(Position annotation records)

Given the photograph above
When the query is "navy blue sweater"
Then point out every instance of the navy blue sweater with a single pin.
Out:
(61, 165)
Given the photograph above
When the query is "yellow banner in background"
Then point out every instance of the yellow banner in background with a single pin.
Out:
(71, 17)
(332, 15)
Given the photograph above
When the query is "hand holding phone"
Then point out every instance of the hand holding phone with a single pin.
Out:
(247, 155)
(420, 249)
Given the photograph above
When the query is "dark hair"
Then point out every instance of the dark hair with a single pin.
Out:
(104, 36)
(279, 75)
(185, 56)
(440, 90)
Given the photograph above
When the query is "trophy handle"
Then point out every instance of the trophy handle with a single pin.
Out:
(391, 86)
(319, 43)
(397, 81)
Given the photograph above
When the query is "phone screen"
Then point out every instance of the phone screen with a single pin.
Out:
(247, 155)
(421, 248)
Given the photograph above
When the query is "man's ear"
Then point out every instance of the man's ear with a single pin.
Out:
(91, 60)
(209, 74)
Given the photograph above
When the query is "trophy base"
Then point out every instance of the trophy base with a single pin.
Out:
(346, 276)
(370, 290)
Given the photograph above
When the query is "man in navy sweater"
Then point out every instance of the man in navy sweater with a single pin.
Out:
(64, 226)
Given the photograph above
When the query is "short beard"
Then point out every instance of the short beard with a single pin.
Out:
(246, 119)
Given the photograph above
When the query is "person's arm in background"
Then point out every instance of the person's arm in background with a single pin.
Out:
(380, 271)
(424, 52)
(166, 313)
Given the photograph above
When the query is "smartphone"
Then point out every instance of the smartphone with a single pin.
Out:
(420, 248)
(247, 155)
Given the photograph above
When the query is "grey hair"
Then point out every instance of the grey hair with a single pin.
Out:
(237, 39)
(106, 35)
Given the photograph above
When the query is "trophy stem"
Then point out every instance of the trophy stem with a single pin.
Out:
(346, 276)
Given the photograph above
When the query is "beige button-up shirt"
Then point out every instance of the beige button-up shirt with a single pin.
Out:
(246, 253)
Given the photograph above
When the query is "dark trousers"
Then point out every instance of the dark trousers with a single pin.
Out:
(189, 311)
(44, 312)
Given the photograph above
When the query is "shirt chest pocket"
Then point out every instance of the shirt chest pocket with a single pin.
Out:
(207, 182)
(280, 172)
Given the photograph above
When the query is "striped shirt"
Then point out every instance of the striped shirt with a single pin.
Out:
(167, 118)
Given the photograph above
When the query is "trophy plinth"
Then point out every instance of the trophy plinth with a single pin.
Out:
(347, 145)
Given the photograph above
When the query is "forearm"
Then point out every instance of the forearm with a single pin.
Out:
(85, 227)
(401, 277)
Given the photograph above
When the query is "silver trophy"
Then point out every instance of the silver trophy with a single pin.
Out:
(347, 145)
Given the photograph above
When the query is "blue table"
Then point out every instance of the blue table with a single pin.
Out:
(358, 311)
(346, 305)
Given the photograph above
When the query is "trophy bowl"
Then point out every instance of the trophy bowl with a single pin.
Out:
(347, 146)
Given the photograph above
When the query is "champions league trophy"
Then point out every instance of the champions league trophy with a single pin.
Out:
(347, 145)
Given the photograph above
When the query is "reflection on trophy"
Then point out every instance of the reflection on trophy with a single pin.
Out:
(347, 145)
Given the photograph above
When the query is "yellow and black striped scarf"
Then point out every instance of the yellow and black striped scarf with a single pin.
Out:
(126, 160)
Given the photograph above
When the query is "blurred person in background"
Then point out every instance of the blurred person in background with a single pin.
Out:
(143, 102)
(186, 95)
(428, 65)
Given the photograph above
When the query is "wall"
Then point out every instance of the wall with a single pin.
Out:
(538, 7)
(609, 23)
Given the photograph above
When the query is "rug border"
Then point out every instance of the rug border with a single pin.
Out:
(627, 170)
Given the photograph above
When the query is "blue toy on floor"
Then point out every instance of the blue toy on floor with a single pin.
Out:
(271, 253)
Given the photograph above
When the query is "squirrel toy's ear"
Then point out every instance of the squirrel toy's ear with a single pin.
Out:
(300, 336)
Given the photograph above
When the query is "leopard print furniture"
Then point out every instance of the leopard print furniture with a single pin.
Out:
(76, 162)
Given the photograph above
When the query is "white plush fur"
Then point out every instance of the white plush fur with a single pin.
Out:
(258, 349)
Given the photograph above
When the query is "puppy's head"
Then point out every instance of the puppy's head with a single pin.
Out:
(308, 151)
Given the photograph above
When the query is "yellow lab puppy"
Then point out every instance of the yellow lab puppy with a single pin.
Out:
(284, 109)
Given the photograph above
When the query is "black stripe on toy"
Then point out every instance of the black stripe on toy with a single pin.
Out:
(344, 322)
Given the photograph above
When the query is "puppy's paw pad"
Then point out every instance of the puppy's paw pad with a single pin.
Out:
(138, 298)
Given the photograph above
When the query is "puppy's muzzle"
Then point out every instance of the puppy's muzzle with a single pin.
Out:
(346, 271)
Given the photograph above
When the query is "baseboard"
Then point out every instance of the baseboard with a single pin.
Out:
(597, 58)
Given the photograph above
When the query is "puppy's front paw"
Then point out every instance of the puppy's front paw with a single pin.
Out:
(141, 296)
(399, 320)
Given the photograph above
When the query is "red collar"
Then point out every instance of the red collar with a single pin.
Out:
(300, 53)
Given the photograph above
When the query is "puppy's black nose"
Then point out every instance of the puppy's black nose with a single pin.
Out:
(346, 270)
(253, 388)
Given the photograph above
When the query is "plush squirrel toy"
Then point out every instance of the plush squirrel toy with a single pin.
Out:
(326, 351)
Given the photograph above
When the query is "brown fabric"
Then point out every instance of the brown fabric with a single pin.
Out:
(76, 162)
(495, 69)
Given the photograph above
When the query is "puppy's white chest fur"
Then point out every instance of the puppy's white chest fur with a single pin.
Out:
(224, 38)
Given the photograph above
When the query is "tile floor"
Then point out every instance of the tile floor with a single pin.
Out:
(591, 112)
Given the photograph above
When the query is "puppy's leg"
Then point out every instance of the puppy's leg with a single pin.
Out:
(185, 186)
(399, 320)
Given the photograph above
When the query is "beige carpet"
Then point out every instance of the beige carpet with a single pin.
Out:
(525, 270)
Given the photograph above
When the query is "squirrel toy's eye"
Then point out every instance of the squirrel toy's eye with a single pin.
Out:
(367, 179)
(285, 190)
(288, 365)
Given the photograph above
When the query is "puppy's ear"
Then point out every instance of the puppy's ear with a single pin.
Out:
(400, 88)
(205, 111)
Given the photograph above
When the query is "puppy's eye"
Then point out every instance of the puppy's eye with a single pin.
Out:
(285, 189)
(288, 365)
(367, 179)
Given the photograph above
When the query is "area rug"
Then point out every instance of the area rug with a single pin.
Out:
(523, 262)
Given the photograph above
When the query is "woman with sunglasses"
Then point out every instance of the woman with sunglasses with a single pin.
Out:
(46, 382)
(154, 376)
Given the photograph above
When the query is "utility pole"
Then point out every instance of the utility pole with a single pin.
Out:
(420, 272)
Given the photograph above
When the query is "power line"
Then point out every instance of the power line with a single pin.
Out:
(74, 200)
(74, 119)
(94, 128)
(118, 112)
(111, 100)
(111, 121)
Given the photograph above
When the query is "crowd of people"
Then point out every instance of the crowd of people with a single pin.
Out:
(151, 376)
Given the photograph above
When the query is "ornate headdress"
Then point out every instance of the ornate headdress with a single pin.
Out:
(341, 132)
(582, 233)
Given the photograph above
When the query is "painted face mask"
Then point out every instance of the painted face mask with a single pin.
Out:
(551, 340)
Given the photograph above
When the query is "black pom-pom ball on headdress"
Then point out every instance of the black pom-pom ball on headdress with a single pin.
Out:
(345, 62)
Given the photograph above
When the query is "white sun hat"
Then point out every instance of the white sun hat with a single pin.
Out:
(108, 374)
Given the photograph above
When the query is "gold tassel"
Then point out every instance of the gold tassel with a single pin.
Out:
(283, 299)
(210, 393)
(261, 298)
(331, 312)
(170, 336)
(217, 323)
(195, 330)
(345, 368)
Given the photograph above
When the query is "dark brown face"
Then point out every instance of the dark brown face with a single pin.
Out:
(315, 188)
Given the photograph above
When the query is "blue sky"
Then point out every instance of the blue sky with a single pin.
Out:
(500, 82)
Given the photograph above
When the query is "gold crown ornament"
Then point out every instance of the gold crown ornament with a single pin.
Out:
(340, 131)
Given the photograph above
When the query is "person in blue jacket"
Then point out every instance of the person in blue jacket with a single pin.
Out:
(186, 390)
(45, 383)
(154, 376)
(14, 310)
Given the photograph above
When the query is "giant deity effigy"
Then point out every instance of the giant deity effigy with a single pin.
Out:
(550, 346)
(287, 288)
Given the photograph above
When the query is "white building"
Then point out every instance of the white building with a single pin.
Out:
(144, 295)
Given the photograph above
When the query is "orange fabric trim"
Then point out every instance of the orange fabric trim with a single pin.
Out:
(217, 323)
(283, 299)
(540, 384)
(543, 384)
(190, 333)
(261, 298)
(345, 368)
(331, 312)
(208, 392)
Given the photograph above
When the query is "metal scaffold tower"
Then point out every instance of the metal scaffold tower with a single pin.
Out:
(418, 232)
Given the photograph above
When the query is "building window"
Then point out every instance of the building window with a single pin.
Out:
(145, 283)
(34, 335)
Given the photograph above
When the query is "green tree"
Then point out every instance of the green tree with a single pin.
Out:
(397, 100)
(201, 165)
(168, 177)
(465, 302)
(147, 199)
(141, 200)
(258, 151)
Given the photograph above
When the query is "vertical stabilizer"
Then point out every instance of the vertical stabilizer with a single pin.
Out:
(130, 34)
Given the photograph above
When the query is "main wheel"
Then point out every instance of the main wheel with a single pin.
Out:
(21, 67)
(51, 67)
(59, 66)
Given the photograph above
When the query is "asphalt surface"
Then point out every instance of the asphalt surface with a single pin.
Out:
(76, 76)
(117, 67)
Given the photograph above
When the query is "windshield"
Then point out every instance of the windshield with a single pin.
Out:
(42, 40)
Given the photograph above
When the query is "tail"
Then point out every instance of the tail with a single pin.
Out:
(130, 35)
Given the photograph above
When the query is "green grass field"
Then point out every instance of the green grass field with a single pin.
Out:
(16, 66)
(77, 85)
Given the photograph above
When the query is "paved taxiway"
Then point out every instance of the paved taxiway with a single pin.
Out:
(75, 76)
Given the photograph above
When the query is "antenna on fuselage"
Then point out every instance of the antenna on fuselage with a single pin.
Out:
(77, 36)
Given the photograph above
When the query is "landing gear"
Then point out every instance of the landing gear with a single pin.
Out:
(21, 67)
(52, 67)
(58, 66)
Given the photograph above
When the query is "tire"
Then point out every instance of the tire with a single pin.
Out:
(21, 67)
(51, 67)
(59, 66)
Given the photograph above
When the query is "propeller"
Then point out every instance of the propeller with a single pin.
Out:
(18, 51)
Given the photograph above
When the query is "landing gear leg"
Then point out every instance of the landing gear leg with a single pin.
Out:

_Task details_
Identify every line in the records above that contains the string "paved" and copy each of those lines. Case counts.

_Response to this exercise_
When the query is "paved taxiway"
Then point out every instance of the paved taxiway with a single pin.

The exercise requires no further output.